▸ Records supplied:
■ ■ ■ ■ ■

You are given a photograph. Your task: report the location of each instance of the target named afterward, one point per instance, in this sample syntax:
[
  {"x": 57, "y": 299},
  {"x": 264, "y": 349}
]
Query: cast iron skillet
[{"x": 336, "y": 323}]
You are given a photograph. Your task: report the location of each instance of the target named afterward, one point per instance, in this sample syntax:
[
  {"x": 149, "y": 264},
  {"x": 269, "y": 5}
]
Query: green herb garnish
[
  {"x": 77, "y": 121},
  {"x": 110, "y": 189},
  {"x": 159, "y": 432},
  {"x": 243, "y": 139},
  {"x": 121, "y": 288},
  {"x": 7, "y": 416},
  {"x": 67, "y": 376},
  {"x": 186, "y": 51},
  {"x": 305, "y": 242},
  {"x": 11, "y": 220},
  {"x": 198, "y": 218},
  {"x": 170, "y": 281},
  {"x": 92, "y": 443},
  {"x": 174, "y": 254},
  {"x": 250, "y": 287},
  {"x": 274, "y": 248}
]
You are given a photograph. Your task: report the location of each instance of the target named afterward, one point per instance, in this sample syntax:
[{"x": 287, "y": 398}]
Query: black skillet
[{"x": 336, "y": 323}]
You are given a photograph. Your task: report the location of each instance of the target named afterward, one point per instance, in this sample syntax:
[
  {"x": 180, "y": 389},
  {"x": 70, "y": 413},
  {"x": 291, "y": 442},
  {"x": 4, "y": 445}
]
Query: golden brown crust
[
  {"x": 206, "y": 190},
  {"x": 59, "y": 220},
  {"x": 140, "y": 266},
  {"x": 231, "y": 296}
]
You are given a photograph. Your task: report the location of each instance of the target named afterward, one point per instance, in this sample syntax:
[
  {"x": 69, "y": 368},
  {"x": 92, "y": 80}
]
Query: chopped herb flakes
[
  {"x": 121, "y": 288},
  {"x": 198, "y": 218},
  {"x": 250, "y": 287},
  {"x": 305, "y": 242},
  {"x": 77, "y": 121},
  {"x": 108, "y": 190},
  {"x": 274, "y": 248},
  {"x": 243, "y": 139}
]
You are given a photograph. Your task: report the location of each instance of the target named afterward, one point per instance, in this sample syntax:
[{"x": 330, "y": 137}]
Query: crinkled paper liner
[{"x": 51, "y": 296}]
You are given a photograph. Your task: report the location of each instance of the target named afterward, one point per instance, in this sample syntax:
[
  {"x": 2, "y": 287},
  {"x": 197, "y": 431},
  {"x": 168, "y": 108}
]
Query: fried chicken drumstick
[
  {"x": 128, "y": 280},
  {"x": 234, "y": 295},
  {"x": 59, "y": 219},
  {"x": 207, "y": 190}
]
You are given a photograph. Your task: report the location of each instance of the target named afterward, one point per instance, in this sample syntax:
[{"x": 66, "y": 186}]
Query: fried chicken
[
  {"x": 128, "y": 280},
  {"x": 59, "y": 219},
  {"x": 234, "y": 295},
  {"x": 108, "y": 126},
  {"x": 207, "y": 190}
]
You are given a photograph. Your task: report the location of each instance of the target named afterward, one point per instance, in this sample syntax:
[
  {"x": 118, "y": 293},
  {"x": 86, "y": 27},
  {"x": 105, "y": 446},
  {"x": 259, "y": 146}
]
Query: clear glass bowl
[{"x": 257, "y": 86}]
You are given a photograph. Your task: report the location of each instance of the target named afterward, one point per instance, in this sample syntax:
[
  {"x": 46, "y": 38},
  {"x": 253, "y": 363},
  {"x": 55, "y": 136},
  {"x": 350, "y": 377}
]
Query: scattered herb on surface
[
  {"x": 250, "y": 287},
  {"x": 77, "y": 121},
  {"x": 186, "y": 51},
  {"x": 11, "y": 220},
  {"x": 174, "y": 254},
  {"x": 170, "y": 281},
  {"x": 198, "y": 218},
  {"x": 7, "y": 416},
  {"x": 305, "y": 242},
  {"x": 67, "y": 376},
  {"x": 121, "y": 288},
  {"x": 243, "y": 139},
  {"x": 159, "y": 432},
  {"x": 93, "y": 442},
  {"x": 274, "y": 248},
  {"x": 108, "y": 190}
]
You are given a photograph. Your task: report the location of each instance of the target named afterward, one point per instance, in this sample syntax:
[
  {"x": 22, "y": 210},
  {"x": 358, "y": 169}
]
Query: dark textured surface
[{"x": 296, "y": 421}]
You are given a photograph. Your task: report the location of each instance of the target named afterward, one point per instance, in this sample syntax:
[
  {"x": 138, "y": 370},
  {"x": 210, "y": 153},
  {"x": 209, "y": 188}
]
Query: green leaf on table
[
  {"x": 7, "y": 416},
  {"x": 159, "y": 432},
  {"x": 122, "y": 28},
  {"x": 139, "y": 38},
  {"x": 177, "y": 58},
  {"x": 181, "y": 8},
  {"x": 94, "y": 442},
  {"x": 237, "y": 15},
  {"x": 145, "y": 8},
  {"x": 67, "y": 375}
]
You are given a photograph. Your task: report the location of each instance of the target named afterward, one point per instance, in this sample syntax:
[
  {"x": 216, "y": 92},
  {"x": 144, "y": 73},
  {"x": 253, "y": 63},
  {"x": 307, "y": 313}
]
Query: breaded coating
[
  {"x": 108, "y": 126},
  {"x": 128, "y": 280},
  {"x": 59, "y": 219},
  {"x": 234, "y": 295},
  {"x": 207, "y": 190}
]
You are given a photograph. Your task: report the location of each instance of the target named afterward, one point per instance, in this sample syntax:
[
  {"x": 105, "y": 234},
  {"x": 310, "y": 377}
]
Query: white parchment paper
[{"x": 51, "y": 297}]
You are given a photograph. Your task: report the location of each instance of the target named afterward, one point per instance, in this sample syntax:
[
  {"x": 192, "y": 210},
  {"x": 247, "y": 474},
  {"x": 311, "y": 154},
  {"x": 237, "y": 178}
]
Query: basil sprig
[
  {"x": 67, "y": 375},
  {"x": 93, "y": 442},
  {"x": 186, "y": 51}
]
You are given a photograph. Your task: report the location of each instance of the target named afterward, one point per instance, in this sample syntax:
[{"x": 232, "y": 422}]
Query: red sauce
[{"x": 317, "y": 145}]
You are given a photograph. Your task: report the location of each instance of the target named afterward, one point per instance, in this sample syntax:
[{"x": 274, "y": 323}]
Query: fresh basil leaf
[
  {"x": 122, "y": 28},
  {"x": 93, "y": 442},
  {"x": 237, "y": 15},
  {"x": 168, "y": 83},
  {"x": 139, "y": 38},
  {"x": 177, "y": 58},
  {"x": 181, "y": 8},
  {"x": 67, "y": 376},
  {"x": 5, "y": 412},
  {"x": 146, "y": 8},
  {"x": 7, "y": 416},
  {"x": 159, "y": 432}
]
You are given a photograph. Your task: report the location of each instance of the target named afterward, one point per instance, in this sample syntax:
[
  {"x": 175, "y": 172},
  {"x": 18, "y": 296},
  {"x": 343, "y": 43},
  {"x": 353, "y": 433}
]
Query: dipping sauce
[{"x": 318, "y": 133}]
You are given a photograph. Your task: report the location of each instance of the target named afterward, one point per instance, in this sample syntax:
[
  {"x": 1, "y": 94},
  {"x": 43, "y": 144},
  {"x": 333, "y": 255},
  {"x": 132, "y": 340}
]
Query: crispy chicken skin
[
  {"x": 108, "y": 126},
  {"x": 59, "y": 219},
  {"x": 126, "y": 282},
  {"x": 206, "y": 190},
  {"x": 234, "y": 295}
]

■ ■ ■ ■ ■

▸ The problem:
Pull out every line of the listing above that contains the string "chicken". Case counts, so match only that exact capitalization.

▸ Full answer:
Query: fried chicken drumstick
Query: fried chicken
Query: crispy chicken skin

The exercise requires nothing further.